## START Dataset rows

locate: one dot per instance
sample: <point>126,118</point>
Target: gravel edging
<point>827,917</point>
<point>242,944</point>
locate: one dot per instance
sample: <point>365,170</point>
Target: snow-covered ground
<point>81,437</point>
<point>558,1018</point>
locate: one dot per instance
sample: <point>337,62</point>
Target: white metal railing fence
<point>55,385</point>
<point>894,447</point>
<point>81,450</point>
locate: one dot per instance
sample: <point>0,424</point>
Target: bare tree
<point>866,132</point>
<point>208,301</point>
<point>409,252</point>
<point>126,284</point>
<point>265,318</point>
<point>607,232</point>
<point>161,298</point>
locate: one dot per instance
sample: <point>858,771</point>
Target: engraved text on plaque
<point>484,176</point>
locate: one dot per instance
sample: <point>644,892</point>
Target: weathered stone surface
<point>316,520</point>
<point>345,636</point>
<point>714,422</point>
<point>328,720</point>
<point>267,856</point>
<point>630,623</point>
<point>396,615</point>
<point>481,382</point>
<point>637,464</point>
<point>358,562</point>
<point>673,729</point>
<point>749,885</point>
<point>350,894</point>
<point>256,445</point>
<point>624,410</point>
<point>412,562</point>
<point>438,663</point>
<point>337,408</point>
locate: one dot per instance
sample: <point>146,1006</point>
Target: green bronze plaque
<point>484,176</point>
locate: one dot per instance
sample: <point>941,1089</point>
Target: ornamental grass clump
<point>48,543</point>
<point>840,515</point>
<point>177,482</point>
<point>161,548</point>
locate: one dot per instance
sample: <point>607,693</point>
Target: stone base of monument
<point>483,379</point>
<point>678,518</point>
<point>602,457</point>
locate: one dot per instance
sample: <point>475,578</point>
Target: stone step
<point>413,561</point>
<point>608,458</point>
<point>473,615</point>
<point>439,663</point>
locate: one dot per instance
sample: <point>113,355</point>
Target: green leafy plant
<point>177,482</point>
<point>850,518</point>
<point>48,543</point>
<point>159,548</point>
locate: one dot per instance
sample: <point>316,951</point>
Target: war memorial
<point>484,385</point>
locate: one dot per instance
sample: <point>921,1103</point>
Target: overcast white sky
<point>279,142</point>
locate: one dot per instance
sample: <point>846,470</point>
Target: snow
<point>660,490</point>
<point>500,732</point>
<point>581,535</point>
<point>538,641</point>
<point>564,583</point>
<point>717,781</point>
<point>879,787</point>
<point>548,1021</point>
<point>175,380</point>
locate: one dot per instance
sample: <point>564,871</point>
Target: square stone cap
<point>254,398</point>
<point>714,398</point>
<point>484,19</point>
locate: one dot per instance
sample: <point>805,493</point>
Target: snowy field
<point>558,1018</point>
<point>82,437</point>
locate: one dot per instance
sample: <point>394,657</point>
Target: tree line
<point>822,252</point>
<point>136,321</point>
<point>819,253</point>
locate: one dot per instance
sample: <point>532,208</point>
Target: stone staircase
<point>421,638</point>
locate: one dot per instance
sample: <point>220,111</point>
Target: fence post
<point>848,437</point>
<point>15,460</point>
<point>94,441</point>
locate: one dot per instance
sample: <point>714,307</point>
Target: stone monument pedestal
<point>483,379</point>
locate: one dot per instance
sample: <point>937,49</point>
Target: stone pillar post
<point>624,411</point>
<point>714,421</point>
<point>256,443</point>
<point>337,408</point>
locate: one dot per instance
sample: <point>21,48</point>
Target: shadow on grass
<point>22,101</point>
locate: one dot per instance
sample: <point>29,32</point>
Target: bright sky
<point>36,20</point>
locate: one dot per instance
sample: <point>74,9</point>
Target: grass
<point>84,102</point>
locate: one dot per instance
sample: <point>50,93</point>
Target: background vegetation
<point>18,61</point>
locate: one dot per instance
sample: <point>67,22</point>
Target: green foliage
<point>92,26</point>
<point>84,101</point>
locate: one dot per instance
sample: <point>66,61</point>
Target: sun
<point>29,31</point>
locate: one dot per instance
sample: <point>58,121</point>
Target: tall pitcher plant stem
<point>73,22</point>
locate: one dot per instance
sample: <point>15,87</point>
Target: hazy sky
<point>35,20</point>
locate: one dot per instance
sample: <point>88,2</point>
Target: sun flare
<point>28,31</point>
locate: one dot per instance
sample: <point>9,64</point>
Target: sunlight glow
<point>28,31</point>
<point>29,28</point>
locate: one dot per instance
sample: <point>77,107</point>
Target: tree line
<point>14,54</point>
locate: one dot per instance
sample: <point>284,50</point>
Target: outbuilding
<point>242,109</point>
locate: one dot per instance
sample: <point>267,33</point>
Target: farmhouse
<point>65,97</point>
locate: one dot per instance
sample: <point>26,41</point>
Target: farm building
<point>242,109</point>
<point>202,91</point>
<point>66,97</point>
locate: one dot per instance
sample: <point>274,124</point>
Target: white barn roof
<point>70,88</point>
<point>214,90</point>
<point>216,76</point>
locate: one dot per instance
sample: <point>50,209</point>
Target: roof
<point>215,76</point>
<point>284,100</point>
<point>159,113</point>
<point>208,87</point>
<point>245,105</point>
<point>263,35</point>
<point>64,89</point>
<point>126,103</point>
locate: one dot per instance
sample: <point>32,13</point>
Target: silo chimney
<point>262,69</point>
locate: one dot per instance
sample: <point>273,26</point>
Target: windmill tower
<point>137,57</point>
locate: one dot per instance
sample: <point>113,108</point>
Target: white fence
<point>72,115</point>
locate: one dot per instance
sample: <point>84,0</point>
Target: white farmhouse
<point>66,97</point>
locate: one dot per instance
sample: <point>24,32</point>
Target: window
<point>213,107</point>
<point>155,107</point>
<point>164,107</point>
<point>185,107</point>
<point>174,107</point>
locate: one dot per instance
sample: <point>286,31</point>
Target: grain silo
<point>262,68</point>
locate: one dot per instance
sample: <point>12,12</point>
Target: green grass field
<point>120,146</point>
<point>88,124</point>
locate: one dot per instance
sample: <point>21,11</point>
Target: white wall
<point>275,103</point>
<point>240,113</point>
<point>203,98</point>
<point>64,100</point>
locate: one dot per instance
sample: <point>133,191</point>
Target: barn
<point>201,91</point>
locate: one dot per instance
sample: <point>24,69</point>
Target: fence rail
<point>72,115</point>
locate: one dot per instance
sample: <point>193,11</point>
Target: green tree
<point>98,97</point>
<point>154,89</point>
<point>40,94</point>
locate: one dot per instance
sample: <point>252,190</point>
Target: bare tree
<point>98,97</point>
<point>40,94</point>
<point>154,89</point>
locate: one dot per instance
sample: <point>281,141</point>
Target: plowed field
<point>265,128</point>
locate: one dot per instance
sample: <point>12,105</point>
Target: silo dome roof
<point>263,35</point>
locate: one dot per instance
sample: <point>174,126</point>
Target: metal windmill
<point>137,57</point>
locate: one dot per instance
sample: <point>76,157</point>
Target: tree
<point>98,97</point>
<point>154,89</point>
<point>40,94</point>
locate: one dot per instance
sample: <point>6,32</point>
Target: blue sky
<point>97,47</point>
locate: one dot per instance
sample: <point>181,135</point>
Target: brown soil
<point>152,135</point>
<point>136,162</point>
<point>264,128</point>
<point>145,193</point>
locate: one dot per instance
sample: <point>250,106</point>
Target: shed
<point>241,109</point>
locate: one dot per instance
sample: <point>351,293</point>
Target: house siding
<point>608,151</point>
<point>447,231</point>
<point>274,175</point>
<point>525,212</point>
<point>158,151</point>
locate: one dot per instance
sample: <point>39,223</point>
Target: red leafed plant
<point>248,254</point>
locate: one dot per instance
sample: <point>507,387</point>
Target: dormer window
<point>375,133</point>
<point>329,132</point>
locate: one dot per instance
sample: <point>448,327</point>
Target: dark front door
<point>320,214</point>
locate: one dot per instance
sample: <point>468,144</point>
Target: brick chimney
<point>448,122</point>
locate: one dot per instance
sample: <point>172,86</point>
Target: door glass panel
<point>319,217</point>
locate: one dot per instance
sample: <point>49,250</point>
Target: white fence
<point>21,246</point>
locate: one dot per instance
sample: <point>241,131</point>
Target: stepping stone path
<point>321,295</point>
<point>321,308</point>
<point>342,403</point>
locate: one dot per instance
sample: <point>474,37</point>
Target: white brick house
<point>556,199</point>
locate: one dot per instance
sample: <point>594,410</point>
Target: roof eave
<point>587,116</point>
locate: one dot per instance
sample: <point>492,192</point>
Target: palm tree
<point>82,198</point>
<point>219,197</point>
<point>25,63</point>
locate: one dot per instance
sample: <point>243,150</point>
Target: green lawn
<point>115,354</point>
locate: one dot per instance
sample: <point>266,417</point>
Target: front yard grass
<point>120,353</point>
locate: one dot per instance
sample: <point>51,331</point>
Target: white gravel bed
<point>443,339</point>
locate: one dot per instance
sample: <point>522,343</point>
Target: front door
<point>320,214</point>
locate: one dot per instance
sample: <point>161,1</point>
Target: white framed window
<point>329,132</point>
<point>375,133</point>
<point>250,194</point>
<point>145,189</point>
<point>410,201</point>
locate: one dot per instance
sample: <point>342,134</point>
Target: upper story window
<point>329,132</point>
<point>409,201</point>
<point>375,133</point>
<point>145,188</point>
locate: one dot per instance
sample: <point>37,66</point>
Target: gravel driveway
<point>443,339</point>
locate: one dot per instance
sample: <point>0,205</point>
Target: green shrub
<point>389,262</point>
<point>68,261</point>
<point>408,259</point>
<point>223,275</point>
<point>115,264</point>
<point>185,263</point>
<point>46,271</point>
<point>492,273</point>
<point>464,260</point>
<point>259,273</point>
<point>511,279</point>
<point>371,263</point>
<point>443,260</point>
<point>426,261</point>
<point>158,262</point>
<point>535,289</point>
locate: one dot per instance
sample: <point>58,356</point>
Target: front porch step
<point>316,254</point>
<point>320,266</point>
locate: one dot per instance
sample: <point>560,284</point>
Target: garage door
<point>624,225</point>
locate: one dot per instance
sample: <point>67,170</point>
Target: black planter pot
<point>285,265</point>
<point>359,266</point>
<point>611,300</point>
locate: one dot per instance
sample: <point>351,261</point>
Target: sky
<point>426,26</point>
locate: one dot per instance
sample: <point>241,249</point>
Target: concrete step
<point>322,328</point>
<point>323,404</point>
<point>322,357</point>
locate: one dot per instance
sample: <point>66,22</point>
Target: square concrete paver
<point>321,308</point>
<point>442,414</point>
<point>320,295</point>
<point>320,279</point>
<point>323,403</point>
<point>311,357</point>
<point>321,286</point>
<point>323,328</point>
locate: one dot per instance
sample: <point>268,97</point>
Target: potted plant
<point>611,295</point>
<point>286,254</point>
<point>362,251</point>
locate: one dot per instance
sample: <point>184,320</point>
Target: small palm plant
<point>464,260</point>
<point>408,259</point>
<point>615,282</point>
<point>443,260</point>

## END Dataset rows

Written request: Convert the stretch from the first line through the line containing "<point>242,944</point>" into a Markdown table with the columns "Row" and "Line". Number each line in sequence and omit any blank lines.

Task answer:
| Row | Line |
|---|---|
| 1 | locate: one dot per instance |
| 2 | sample: <point>126,118</point> |
| 3 | Target: gravel edging |
| 4 | <point>827,917</point> |
| 5 | <point>242,944</point> |